Seitenauszug |
Sie mobilisierte 1000 Corona-Helfer in der Pandemie

Das war im Dezember, Diekmann war nur wenig bekannt und ohne Wahlprogramm. Sie ging vor, wie sie es gelernt hatte: Sie recherchierte. Sie las Fachbücher und Ratsvorlagen der vergangenen zehn Jahre, interviewte andere Bürgermeister (auch die Stadtverwaltung Stockholm) und sie sprach mit den Coesfeldern. Sie lud zum Kaffee ein und manchmal seien bis zu 50 Menschen gekommen. Eine Frau, die leicht auf andere zugehen kann, aufgeschlossen und zupackend wirkt: Als die Pandemie begann, mobilisierte sie mit einer Gruppe rund 1000 Menschen für Hilfen.

Und jetzt, da sie gewählt ist? Diekmann sagt, eines ihrer zentralen Themen soll die Kommunikation sein. „Ich habe im Wahlkampf gemerkt, dass sich die Menschen hier genau das wünschen, was ich kann. Zuhören, sich zurücknehmen und andere voranstellen, gut kommunizieren.“ Sie wolle die Mitsprache in der Stadt verbessern, Vorhaben gemeinsam mit den Bürgern entwickeln, statt vorab mit einer kleinen Gruppe von Fachleuten alles Entscheidende zu definieren. Das mag nicht nach Umsturz klingen - muss es aber auch nicht.

Liste |
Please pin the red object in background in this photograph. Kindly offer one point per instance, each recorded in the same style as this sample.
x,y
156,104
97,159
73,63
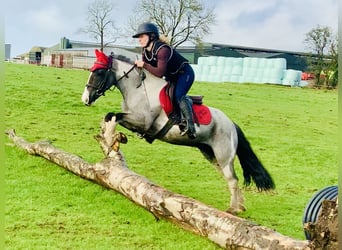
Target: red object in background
x,y
307,76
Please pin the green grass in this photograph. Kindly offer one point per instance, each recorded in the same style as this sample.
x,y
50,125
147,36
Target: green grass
x,y
292,130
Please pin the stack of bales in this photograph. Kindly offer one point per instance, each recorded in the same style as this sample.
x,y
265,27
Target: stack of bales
x,y
247,69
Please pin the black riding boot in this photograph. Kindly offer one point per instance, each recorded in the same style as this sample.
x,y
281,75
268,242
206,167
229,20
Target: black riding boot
x,y
185,105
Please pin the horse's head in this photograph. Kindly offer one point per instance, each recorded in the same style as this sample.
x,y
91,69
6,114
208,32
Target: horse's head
x,y
101,78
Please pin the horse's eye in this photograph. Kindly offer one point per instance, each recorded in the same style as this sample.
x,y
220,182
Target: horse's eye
x,y
100,72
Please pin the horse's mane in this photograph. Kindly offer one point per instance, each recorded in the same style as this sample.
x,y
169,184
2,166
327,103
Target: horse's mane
x,y
124,59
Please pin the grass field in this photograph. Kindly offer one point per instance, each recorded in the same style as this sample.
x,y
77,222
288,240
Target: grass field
x,y
292,130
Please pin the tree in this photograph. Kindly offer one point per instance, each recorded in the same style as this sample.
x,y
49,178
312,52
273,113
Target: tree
x,y
323,46
100,26
178,20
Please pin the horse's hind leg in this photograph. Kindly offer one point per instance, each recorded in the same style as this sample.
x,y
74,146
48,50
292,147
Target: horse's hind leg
x,y
236,199
224,162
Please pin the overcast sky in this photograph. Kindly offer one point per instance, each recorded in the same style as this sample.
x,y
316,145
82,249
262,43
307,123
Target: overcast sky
x,y
272,24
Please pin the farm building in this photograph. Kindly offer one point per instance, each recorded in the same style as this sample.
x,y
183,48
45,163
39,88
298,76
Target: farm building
x,y
211,62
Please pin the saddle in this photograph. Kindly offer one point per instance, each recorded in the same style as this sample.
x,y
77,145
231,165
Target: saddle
x,y
201,113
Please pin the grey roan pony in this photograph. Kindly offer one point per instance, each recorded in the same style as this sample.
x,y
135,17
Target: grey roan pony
x,y
219,141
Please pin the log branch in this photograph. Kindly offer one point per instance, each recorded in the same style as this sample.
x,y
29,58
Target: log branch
x,y
226,230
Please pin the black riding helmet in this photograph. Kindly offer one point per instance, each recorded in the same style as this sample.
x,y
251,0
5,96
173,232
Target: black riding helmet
x,y
147,28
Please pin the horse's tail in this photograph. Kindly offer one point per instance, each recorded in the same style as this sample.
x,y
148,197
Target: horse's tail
x,y
251,165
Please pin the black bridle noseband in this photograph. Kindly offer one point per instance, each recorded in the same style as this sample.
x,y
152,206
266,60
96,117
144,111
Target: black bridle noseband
x,y
104,85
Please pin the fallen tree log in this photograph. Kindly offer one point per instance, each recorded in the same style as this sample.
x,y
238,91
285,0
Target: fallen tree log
x,y
226,230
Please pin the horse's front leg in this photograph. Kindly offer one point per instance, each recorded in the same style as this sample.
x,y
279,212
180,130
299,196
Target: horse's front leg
x,y
108,128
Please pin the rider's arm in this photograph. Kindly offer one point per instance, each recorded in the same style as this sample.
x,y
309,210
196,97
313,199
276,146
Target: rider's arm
x,y
162,59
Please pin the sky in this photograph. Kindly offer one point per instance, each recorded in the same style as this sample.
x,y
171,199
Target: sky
x,y
271,24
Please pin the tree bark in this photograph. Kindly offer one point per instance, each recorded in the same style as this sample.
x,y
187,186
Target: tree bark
x,y
226,230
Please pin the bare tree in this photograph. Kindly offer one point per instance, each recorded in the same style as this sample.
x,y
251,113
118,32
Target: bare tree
x,y
178,20
100,26
321,43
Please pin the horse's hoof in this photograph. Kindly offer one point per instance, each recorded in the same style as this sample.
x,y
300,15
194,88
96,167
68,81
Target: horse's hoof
x,y
109,116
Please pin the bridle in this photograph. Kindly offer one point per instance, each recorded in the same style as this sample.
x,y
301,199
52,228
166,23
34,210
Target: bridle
x,y
103,86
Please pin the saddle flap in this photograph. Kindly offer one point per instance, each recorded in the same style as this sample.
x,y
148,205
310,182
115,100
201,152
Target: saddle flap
x,y
197,99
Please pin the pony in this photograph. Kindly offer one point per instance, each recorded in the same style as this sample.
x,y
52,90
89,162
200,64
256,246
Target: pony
x,y
145,112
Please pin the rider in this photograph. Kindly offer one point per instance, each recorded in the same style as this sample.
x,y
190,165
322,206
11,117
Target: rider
x,y
161,60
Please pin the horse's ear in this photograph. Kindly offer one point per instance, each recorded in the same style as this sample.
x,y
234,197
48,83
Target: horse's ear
x,y
97,52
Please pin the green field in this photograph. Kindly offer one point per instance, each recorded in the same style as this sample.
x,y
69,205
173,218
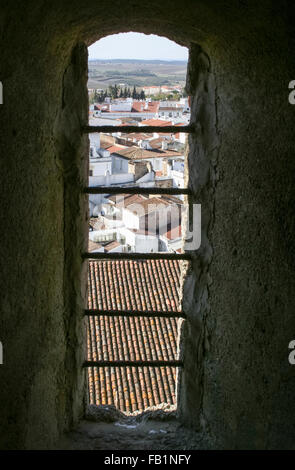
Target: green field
x,y
103,73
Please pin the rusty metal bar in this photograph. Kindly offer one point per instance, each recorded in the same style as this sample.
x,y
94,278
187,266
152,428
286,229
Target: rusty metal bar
x,y
133,364
135,190
138,129
133,313
138,256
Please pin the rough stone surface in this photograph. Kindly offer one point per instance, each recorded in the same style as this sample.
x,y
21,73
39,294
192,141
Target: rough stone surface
x,y
237,388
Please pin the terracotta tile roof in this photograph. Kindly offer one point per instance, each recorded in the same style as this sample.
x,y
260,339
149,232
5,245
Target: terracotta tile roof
x,y
133,285
115,148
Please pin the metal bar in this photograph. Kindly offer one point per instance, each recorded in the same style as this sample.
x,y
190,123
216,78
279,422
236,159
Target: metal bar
x,y
138,129
135,190
133,313
137,256
133,364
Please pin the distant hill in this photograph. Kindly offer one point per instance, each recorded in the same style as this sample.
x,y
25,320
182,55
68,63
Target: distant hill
x,y
137,61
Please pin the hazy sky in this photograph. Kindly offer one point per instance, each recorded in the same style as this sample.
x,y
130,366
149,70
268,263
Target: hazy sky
x,y
136,46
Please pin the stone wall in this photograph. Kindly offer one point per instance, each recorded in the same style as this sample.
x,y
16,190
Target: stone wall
x,y
237,385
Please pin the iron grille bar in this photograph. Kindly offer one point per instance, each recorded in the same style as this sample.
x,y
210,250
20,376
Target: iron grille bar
x,y
133,313
135,190
138,129
133,364
139,256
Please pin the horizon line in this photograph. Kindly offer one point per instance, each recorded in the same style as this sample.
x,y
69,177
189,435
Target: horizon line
x,y
135,58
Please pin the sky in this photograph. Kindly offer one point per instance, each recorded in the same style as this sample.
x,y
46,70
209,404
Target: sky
x,y
137,46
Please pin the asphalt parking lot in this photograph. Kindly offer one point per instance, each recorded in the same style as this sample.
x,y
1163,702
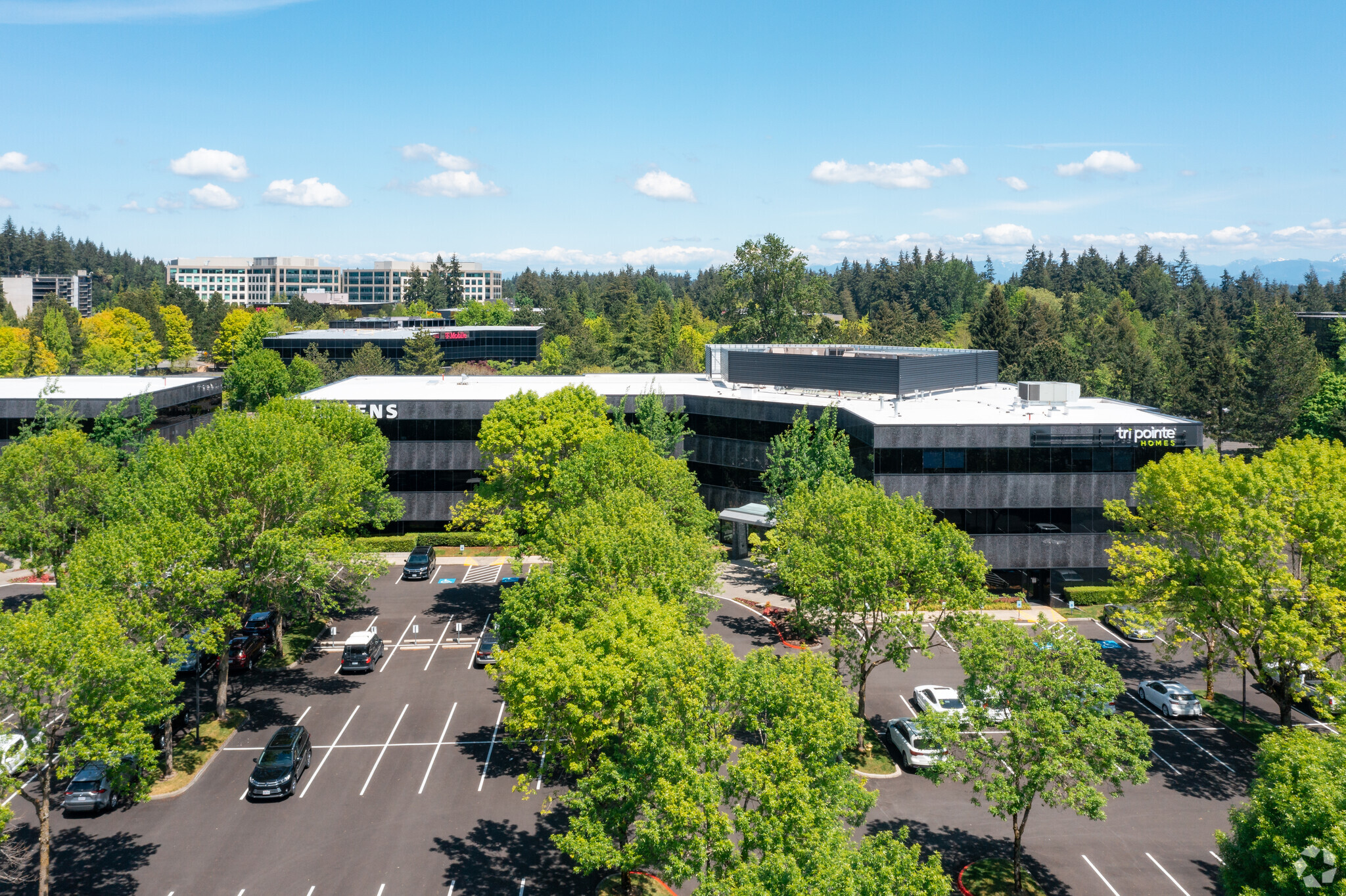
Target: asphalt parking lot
x,y
409,790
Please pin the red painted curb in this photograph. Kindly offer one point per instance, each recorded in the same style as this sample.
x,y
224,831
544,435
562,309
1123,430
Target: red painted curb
x,y
657,882
962,888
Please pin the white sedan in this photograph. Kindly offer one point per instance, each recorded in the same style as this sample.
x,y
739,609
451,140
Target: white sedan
x,y
1170,697
937,698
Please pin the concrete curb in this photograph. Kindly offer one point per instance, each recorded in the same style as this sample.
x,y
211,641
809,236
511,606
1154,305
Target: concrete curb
x,y
200,771
895,773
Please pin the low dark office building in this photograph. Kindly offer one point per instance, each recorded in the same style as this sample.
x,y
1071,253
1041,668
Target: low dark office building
x,y
457,344
182,403
1023,468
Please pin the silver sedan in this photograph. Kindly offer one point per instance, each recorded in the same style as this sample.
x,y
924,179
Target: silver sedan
x,y
1170,697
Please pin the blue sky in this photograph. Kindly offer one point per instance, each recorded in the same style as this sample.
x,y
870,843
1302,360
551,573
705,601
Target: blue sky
x,y
597,135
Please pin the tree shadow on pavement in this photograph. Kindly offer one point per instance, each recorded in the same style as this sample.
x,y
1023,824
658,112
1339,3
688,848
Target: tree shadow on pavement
x,y
496,856
84,864
959,847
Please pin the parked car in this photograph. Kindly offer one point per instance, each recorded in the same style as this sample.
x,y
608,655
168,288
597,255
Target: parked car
x,y
1123,618
281,765
937,698
197,662
361,652
95,786
264,625
914,748
244,652
421,564
486,650
1170,697
15,748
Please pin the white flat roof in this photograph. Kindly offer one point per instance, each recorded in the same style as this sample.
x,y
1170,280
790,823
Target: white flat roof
x,y
93,388
988,404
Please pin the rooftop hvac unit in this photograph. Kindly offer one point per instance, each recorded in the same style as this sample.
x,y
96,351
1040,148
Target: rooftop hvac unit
x,y
1048,393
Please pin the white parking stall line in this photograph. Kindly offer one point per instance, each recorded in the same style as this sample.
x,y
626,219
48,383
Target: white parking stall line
x,y
477,646
1180,731
400,638
482,575
1167,875
1113,889
1162,759
323,762
436,748
368,778
435,649
492,750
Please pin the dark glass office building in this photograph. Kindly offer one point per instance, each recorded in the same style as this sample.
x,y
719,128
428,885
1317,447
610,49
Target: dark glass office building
x,y
1023,470
457,344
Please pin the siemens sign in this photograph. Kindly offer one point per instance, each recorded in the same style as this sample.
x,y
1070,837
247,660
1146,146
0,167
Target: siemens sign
x,y
1148,435
377,412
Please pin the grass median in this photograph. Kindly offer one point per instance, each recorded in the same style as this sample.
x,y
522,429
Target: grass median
x,y
189,757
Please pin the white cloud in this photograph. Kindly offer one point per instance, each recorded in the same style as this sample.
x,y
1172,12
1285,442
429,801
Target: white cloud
x,y
1226,236
310,191
1107,162
906,175
210,163
457,183
458,178
213,197
19,162
443,159
661,185
160,205
1007,236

Aufgabe |
Schreib den Seitenauszug von „Sie mobilisierte 1000“ bis „Menschen für Hilfen.“ neu und setze dabei „Krise“ an die Stelle von „Pandemie“. Die Liste brauchst du hier nicht.

Lösung |
Sie mobilisierte 1000 Corona-Helfer in der Krise

Das war im Dezember, Diekmann war nur wenig bekannt und ohne Wahlprogramm. Sie ging vor, wie sie es gelernt hatte: Sie recherchierte. Sie las Fachbücher und Ratsvorlagen der vergangenen zehn Jahre, interviewte andere Bürgermeister (auch die Stadtverwaltung Stockholm) und sie sprach mit den Coesfeldern. Sie lud zum Kaffee ein und manchmal seien bis zu 50 Menschen gekommen. Eine Frau, die leicht auf andere zugehen kann, aufgeschlossen und zupackend wirkt: Als die Krise begann, mobilisierte sie mit einer Gruppe rund 1000 Menschen für Hilfen.